## Short task
Find the line containing "Target: paving stone". Return it and every line after it, unchanged, up to and including the last line.

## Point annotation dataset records
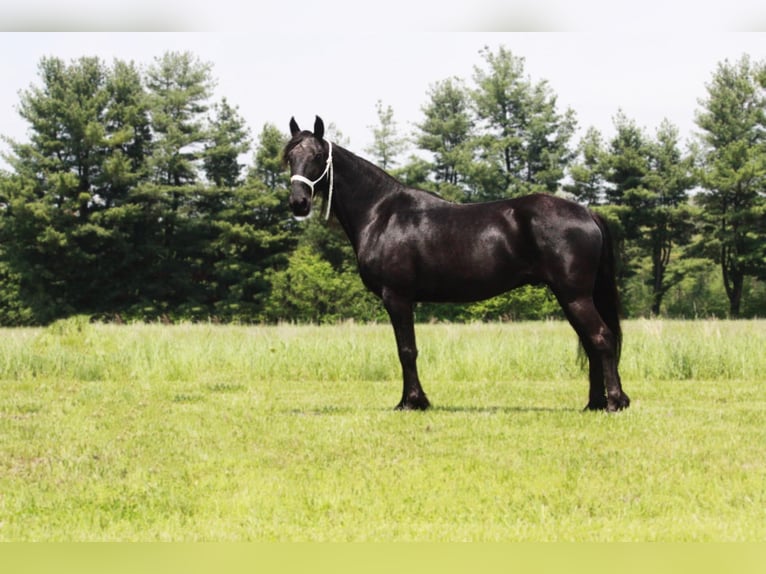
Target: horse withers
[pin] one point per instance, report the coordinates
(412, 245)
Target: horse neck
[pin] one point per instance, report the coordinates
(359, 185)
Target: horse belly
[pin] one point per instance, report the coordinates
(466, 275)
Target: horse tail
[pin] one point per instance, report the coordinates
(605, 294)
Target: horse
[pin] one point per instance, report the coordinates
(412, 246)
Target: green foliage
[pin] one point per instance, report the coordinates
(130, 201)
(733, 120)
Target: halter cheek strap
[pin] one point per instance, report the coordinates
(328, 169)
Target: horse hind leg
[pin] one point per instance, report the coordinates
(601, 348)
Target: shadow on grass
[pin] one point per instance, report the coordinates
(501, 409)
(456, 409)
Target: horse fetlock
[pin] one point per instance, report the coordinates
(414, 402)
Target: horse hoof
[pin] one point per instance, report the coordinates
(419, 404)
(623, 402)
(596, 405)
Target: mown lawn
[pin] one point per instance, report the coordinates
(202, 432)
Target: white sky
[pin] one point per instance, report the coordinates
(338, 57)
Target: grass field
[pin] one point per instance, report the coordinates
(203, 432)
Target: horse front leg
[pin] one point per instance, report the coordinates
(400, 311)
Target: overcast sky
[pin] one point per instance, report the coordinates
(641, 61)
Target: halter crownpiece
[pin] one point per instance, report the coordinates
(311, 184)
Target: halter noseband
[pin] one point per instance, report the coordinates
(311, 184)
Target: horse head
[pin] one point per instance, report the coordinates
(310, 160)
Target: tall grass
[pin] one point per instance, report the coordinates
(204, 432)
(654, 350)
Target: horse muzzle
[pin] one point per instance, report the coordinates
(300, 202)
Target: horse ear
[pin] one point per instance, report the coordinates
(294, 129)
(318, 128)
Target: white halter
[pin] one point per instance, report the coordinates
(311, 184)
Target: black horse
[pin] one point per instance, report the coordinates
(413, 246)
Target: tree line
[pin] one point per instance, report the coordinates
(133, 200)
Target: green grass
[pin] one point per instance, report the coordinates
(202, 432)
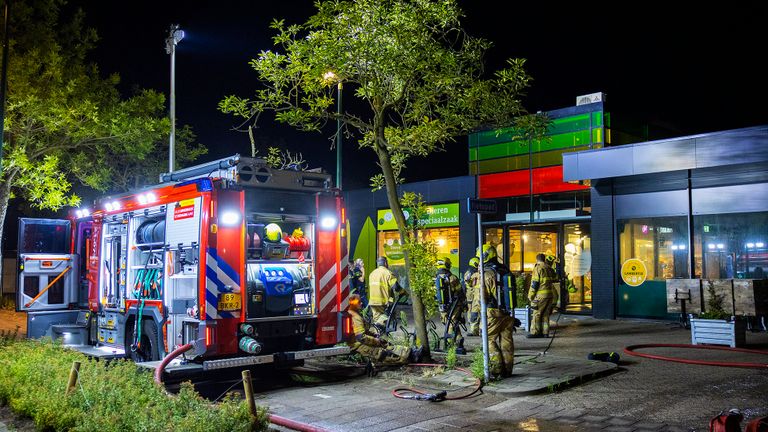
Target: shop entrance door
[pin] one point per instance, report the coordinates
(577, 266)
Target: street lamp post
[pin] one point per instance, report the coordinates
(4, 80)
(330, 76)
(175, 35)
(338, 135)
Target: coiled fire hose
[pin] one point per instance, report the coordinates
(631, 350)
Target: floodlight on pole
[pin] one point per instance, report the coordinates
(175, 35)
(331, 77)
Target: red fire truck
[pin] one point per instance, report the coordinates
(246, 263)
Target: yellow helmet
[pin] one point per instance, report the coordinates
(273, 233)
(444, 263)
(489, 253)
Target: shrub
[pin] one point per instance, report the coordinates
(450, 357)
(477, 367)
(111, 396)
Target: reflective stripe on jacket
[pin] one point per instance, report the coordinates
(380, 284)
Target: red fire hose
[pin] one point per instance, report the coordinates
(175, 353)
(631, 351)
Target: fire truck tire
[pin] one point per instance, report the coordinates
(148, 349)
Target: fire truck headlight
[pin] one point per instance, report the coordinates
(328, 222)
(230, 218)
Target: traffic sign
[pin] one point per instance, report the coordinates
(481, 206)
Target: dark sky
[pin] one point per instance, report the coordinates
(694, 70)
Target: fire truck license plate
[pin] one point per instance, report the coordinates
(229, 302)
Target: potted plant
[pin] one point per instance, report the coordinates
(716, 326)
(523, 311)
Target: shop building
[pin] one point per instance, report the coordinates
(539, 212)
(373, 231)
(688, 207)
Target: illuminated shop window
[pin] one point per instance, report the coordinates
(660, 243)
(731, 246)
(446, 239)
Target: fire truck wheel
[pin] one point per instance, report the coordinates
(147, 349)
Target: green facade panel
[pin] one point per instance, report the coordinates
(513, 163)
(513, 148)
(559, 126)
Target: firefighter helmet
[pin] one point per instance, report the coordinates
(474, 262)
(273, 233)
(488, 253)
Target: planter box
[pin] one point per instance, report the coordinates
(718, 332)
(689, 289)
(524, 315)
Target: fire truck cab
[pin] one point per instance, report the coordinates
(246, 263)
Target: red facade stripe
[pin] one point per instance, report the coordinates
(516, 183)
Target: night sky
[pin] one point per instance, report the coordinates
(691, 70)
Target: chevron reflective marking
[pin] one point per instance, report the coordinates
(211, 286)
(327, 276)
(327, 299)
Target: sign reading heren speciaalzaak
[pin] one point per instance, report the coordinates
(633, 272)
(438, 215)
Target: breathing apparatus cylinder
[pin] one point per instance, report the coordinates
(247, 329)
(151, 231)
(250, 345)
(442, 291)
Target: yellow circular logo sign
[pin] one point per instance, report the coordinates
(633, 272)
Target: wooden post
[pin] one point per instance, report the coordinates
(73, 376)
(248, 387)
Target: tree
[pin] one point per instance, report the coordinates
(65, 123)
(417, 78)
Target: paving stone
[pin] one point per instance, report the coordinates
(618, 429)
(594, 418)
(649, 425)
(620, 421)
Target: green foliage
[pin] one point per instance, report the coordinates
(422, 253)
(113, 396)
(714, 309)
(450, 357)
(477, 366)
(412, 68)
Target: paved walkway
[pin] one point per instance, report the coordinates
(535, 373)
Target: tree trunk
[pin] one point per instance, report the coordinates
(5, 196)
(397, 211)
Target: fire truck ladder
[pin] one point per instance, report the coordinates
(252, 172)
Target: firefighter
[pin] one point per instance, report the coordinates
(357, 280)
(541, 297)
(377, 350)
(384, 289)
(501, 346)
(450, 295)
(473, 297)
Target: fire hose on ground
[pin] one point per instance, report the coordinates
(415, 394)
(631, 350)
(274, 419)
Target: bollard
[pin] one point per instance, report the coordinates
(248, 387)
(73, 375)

## Exercise solution
Target: paving stone
[pin] one point per instance, report the coordinates
(618, 429)
(594, 418)
(649, 425)
(620, 421)
Target: green foliage
[pin] one point per instance, report the coordinates
(422, 253)
(113, 396)
(714, 309)
(450, 357)
(477, 366)
(412, 68)
Target: paved walkway
[pin] one point per instance, report the coordinates
(535, 373)
Target: tree trunk
[pin] one point per instance, report the coordinates
(5, 196)
(397, 211)
Target: fire truck ladder
[pin] one point per instance, report the coordinates
(252, 172)
Target: firefighter
[pin] one point per instance, report the coordinates
(357, 280)
(541, 297)
(377, 350)
(384, 289)
(501, 346)
(450, 295)
(473, 297)
Target: fire hose on ground
[pin] one point per instance, report the coordinates
(415, 394)
(631, 350)
(274, 419)
Target: bollard
[pin] one point per instance, report the coordinates
(248, 387)
(73, 375)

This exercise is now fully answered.